Using the entries below, quote exactly the span of lines that begins with the line containing "Detect building facade" and ends with the final line.
***
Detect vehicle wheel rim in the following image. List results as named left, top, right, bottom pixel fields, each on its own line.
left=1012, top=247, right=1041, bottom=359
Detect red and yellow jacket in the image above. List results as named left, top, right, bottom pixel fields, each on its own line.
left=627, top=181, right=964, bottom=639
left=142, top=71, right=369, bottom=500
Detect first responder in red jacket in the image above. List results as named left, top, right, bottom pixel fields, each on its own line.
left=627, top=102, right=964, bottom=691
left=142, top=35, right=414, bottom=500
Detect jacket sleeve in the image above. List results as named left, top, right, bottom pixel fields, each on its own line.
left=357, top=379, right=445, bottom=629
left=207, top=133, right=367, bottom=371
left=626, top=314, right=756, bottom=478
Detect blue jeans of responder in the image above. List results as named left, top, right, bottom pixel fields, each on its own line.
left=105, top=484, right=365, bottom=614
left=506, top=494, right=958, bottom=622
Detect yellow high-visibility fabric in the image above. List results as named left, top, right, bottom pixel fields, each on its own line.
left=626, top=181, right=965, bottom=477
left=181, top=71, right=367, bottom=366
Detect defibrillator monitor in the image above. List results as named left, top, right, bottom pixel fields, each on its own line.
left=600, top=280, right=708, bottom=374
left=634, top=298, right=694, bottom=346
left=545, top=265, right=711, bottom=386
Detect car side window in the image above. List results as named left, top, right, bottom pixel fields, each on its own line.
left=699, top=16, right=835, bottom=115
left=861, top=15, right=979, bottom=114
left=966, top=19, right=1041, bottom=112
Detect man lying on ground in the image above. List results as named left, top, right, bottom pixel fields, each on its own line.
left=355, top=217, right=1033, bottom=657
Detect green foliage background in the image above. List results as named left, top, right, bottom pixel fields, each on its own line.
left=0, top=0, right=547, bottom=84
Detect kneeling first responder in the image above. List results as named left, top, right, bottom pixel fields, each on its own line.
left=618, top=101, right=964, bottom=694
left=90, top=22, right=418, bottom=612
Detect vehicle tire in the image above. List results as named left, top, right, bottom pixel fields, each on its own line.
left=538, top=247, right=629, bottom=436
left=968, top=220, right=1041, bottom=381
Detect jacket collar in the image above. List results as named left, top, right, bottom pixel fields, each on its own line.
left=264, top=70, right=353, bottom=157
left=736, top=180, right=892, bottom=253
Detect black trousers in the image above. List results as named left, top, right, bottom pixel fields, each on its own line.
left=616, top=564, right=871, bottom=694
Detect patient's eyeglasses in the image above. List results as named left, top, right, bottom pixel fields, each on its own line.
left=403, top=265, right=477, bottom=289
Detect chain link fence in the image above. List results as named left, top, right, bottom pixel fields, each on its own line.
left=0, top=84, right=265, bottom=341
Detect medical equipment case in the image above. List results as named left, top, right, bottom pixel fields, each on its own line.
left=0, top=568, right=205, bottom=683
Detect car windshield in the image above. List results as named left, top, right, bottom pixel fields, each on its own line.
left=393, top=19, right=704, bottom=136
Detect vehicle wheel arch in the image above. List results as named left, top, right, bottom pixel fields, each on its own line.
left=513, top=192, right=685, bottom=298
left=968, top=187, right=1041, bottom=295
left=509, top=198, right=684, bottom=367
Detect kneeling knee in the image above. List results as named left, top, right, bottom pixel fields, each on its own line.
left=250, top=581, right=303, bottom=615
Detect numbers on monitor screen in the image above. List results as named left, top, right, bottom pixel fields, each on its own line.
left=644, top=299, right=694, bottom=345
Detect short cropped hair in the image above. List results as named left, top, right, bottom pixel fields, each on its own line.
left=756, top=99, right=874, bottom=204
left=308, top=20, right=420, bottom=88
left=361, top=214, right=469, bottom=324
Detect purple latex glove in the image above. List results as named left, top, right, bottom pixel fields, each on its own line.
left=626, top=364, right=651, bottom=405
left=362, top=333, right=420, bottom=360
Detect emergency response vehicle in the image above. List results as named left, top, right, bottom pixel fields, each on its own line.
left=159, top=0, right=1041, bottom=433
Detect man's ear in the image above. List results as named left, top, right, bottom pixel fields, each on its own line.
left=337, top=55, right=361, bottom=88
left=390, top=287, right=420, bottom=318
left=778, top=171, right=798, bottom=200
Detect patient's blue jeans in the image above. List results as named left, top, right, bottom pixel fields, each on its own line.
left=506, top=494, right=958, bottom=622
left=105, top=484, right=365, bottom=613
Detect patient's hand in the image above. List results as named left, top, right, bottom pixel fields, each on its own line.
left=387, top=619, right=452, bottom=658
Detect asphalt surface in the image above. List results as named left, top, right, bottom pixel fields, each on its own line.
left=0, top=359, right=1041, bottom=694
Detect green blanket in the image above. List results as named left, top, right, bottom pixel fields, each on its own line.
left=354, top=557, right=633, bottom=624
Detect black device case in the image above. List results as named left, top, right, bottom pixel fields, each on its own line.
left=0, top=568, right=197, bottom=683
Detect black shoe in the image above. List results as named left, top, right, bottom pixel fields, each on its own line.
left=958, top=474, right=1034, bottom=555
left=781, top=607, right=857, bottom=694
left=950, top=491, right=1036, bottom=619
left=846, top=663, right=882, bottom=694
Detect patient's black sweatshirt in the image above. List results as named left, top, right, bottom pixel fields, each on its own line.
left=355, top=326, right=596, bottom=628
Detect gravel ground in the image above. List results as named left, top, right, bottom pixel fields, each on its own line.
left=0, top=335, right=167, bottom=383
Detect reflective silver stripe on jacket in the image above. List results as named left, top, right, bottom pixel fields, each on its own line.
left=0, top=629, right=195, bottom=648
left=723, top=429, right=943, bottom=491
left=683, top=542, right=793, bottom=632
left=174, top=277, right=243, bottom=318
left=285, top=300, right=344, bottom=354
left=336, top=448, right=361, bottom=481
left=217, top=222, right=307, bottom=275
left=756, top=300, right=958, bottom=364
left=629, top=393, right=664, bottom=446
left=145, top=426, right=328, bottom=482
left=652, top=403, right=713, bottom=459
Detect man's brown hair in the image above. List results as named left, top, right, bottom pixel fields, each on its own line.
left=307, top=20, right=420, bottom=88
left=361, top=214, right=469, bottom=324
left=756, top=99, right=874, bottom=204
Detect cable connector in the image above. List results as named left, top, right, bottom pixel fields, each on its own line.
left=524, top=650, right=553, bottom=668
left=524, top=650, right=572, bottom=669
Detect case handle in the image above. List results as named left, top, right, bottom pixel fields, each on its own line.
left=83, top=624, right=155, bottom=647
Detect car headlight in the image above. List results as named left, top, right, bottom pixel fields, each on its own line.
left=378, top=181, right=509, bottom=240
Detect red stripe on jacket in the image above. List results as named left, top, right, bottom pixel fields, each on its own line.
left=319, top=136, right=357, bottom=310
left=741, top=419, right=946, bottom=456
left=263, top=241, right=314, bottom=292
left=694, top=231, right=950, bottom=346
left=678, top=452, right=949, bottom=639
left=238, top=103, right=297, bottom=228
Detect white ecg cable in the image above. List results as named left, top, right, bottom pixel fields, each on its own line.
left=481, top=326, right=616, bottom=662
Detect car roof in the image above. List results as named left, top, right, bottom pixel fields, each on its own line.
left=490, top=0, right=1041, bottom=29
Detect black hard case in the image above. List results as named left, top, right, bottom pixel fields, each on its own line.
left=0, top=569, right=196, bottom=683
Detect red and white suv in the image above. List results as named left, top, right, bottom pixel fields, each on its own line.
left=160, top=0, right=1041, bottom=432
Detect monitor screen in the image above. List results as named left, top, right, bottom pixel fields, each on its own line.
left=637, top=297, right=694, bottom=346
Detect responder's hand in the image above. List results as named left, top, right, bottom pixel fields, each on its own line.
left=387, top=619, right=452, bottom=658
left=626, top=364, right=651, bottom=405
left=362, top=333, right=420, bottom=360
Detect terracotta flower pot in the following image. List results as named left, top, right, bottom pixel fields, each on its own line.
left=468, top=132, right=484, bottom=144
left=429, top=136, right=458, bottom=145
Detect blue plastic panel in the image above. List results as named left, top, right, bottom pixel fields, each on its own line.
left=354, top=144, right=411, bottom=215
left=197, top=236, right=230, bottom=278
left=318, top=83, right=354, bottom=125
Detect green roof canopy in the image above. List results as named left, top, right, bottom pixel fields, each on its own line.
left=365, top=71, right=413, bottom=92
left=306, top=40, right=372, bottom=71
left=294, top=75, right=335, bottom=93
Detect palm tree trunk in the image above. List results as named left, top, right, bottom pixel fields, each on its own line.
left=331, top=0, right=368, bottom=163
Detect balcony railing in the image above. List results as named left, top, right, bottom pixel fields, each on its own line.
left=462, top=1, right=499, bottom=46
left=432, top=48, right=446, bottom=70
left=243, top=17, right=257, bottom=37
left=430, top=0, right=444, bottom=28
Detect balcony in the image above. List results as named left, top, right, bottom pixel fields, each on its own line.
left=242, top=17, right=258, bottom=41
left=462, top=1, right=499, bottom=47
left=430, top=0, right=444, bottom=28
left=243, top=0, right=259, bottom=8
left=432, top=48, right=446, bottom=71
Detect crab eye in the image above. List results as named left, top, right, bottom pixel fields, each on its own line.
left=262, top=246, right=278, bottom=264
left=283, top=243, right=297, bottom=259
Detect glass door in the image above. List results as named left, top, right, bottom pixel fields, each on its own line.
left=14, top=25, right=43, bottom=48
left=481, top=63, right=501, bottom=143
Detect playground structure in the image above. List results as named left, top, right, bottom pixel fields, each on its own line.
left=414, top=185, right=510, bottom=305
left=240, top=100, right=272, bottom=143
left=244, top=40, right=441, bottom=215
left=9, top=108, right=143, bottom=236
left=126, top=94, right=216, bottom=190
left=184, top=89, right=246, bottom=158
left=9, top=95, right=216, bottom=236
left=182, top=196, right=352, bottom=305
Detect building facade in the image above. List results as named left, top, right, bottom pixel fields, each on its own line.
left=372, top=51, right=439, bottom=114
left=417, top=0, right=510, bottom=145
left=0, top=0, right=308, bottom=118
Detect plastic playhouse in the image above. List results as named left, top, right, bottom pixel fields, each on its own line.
***
_TASK RESPONSE_:
Detect building facade in the image above. List results as named left, top, right, bottom pixel fields, each on its own line.
left=372, top=51, right=439, bottom=114
left=417, top=0, right=510, bottom=145
left=0, top=0, right=308, bottom=118
Detect plastic playhouse in the image above. List results as named left, top, right, bottom pixel fields, each on its own line.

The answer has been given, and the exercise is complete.